> _Stated goal_
Pick out each line in the records below that contains the string "asphalt", and copy those lines.

***

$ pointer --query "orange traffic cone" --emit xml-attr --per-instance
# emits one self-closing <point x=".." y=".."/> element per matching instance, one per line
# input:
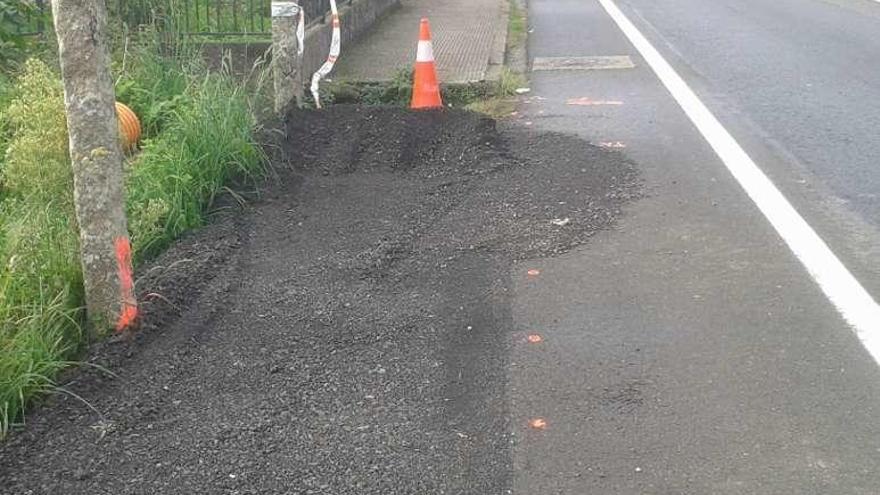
<point x="426" y="89"/>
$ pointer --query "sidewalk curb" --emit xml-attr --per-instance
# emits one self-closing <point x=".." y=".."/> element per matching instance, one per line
<point x="517" y="58"/>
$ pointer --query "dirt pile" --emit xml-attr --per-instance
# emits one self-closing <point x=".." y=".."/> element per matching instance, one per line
<point x="347" y="333"/>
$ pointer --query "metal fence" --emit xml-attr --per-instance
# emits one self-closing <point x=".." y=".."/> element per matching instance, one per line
<point x="208" y="18"/>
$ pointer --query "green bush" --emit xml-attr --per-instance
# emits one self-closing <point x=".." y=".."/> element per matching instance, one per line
<point x="208" y="141"/>
<point x="200" y="135"/>
<point x="154" y="85"/>
<point x="40" y="278"/>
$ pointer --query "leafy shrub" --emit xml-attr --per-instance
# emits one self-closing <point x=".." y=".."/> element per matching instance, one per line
<point x="208" y="142"/>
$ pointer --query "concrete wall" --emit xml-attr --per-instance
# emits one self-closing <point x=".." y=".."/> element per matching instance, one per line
<point x="356" y="16"/>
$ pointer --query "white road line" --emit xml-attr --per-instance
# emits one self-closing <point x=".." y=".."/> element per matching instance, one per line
<point x="856" y="306"/>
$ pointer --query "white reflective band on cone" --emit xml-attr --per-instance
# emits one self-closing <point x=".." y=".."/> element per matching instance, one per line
<point x="335" y="49"/>
<point x="285" y="9"/>
<point x="425" y="52"/>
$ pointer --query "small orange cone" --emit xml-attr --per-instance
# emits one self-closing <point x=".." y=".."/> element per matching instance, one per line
<point x="426" y="89"/>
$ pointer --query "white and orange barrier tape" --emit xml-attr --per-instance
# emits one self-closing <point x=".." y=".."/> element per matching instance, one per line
<point x="335" y="49"/>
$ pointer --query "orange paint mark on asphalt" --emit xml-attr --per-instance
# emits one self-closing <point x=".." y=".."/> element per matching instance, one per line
<point x="587" y="102"/>
<point x="126" y="281"/>
<point x="538" y="424"/>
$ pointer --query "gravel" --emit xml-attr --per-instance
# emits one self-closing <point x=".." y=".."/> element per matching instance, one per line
<point x="346" y="332"/>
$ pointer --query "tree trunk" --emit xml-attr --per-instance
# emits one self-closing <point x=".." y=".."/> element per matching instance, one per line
<point x="286" y="57"/>
<point x="96" y="157"/>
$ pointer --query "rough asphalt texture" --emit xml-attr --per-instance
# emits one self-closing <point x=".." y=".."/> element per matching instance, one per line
<point x="347" y="333"/>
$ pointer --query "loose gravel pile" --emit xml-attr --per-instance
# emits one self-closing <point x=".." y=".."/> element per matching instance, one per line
<point x="347" y="332"/>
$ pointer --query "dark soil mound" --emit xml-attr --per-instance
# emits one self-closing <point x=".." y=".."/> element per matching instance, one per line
<point x="347" y="333"/>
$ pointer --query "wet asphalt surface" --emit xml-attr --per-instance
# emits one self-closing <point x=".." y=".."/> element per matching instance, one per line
<point x="689" y="351"/>
<point x="349" y="332"/>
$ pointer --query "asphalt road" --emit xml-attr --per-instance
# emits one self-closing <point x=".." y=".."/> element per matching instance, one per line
<point x="690" y="351"/>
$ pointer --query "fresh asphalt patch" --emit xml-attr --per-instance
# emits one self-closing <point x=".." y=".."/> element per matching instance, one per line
<point x="347" y="332"/>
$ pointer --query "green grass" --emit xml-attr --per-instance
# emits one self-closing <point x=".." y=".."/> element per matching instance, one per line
<point x="199" y="136"/>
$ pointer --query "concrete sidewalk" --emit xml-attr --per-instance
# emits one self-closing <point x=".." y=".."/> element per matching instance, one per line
<point x="469" y="40"/>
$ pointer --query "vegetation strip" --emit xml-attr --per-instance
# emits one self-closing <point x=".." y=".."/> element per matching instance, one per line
<point x="199" y="135"/>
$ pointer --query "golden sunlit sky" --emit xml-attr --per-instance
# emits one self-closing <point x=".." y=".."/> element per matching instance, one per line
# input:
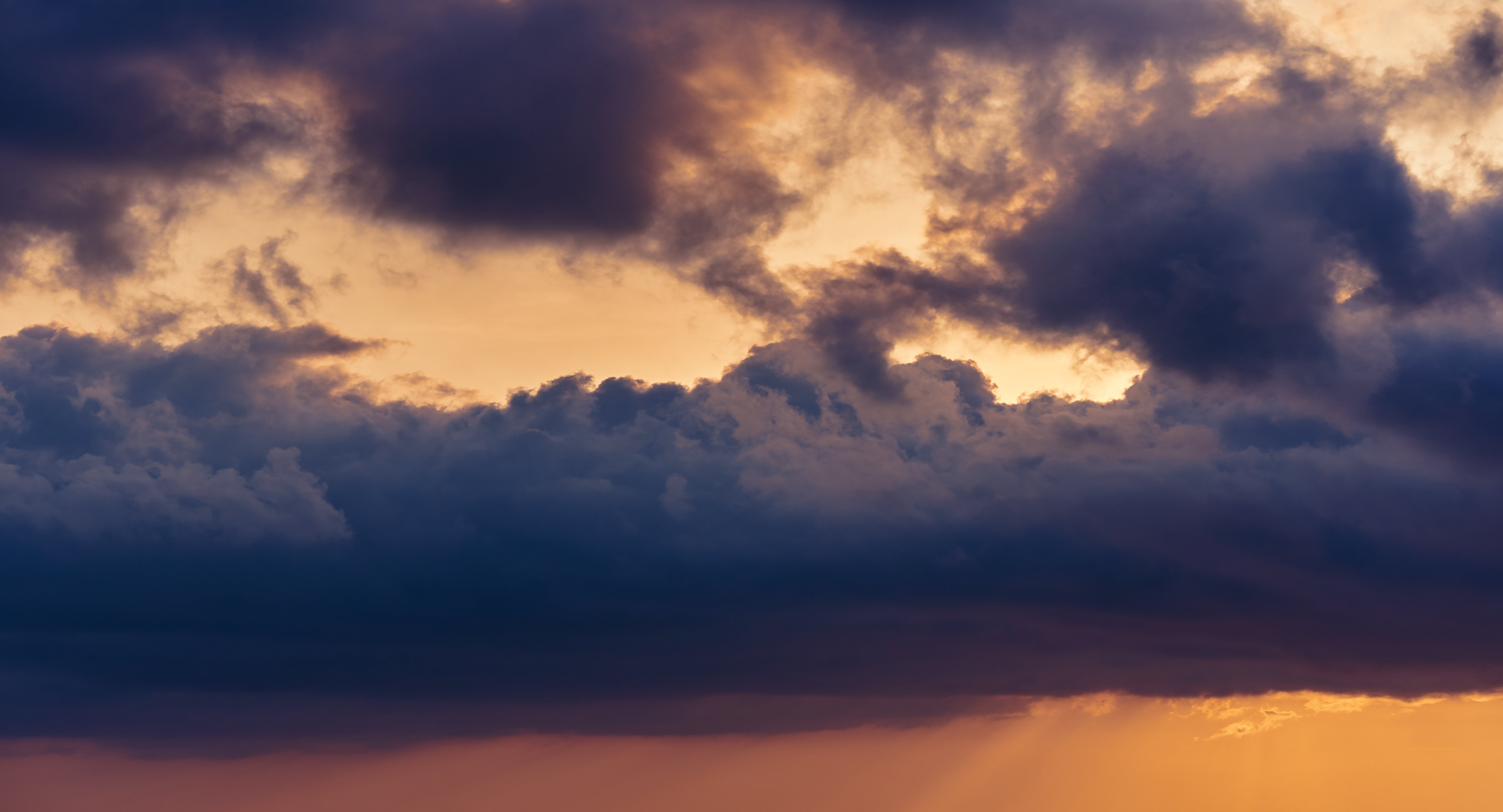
<point x="1116" y="380"/>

***

> _Worked answer_
$ pointer --query "orange paint mark on asphalt" --emit xml-attr --per-instance
$ pointer --query "rough asphalt texture" --emit xml-attr --per-instance
$ pointer --query "wet asphalt surface" --emit xml-attr --per-instance
$ pointer --query "asphalt road" --emit xml-attr --per-instance
$ pointer --query "fresh asphalt patch" --emit xml-attr --per-instance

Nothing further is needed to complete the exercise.